─── Entries supplied
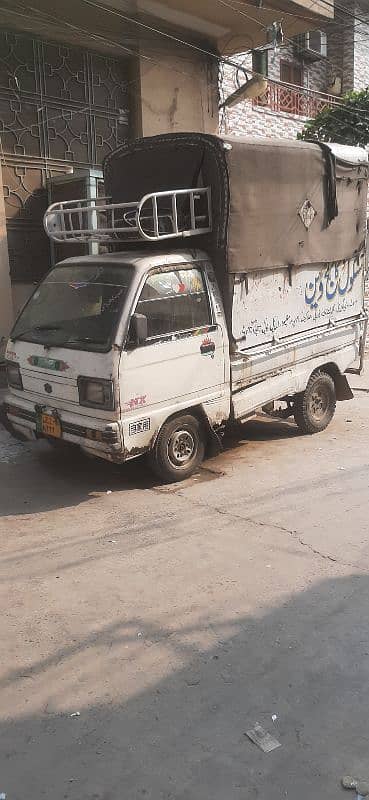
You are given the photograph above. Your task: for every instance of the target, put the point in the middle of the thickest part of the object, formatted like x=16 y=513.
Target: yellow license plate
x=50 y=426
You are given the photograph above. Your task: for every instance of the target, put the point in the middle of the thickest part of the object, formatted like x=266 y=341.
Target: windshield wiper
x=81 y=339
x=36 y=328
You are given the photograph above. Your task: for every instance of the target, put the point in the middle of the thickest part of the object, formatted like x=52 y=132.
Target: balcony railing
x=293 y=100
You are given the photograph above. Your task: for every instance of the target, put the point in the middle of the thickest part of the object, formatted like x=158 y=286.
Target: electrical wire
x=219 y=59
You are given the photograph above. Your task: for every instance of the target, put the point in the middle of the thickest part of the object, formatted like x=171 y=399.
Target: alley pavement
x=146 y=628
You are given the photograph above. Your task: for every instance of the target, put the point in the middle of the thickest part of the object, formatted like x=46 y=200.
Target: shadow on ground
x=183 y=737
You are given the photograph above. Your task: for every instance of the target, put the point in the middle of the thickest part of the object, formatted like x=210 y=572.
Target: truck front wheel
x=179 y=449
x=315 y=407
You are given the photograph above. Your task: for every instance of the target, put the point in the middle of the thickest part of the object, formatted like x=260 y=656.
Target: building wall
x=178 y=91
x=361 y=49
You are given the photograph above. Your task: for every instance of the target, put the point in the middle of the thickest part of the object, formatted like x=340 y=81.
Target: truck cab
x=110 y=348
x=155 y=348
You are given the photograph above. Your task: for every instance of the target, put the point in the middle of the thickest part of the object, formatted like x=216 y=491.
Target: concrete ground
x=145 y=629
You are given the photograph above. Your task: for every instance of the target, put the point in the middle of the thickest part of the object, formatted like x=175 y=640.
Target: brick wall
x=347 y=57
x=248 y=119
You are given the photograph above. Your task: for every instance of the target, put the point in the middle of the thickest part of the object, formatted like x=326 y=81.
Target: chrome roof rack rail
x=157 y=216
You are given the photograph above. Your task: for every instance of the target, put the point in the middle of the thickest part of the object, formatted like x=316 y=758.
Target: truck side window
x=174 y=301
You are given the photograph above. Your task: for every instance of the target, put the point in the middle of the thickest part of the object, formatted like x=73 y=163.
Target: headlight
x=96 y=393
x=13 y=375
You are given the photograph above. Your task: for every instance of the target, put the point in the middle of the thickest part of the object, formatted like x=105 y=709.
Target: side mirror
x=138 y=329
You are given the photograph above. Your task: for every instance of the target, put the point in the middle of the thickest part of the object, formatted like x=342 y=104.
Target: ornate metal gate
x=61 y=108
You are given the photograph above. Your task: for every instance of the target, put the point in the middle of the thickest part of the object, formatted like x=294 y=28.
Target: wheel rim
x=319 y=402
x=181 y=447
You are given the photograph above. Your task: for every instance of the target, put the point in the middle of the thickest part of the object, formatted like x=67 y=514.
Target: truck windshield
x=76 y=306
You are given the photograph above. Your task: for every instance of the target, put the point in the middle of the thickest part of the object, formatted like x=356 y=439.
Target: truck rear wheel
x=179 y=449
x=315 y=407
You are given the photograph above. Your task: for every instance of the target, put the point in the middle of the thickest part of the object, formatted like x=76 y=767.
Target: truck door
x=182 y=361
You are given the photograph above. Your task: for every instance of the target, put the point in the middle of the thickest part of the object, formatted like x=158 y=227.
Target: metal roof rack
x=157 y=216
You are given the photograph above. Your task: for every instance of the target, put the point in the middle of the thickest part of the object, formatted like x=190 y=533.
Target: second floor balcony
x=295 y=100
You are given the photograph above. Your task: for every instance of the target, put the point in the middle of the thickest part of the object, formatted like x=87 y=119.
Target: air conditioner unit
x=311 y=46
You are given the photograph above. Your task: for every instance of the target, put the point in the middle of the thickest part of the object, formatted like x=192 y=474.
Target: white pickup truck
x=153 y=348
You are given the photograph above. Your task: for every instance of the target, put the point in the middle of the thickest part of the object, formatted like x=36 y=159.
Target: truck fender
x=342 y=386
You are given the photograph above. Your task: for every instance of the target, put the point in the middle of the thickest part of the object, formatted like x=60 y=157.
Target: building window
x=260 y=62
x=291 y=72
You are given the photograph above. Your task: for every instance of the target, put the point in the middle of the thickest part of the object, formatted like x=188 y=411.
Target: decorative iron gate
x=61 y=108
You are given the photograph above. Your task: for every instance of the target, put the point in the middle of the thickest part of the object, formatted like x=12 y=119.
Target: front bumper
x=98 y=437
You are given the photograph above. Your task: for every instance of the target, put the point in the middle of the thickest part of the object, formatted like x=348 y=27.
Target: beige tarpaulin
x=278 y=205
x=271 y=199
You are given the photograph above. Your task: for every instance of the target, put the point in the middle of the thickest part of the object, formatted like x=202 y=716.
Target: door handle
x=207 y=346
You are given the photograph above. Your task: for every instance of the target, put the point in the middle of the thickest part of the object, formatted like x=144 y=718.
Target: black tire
──────
Copy out, word for word, the part of the data that opens with the line containing "like x=76 y=767." and closes with the line containing "x=295 y=100", keeping both of those lines.

You are given the photograph above. Your task: for every instance of the target, put the point in the middle of the thickest part of the object, formatted like x=76 y=767.
Target: truck door
x=182 y=361
You are given the photograph above. Your task: for every instance of the target, put the point in the middle of the thickest part of the object, formatted like x=158 y=227.
Target: metal roof rack
x=157 y=216
You are given the photograph above. Your task: for every instance of the target, put the point in the middle of the thickest part of the object, formatted like x=190 y=533.
Target: second floor balcony
x=295 y=100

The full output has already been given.